Passage for review:
I've never understood why he did everything possible to keep that from
being brought before the longshore union. He was annoyed at everyone that was
involved in it. I've often tried to figure that out and the only thing
that I can think of is that Bridges was still in great danger of being
deported. I think he thought it detracted attention away from the efforts to
defend him, or maybe he thought that it was prejudicial to his case. Ray Becker
didn't represent a major up-to-date struggle on the labor front, which
Bridges' case did. [Ray Becker was released a year and a half after the
attempts to deport Bridges began.]
Sometimes
there's a conflict between the needs of the whole and what an individual
needs. I didn't used to have enough intellectual muscle to grasp that,
but I can grasp it now; though I'm sure I would never have changed my
position on any of these matters. But I can see now how some people I was very
annoyed with at the time, why they took a different position.
Congress
adopted the Smith Act in 1940, making it a crime to teach, advocate, or
encourage the overthrow of the U.S. government or to organize or be a member of
any group or society devoted to such advocacy. The first to be tried under the
act were members of the Socialist Workers Party in Minnesota in 1943. A trial
in New York of the top leadership of the Communist Party followed in 1949.
After their conviction was upheld by the Supreme Court in 1951, other Communist
leaders were also arrested, tried, and imprisoned. Julia got involved when the
trial touched the ILWU.
When
the top hierarchy in the Communist Party was on trial in New York, one of the
voluntary attorneys was the Longshore attorney from San Francisco [Richard
Gladstein]. The judge sentenced all of those attorneys to jail for contempt of
court on some trumped-up charge.[vii]
You
couldn't very well call up people and say, "What do you think of
the Smith Act trial?” because people were so petrified over the Smith Act
trials they couldn't think straight, so I started calling up ministers
and asking them what they thought about the conviction of attorneys defending the
damned. One minister, who said he thought that every person, irregardless of
who they were, had a right to be defended in court, volunteered to write a
statement. It was very good. In fact, it was excellent. I got three other of
the top-line ministers to sign it.
The
minister of the First Unitarian Church wouldn't sign it, Dr. [Richard M.]
Steiner. Well, my mother was quite active in that church, so I was stunned,
absolutely stunned. In fact, we got into quite an argument and he hung up on
me. The head of the Congregational Church and First Christian and Presbyterian
Church did sign it. But Dr. Steiner wouldn't.
I
got to thinking what I could do next, so I started calling up other people and
I called up the man, I can't think of his name, but he was the board
chairman at the First National Bank. I read this statement to him and he
endorsed it.
He
was the leading layperson at the Unitarian church and a heavy contributor, so
then I got my mother to get Dr. Steiner on the phone 'cause I
didn't think he'd speak to me. Then she gave me the phone and I
said, "Maybe you'd be interested to know what so-and-so
said.” He hung up on me again.
I
wrote some stories for the People's World and for the Federated Press and I
sent a copy of the letter with the signatures. I sent a copy of it to the ILWU
attorney who had been thrown in the clink.
During
the many years Julia was associated with the ILWU, she was loyal but not
uncritical. She was particularly troubled by racial discrimination within Local
8.

Source material:
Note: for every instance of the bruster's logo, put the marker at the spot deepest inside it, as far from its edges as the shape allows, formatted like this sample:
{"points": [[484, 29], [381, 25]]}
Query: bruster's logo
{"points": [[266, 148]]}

The task: Reproduce the Smith Act account above word for word, from "After their conviction" to "touched the ILWU.".

Finished exercise:
After their conviction was upheld by the Supreme Court in 1951, other Communist
leaders were also arrested, tried, and imprisoned. Julia got involved when the
trial touched the ILWU.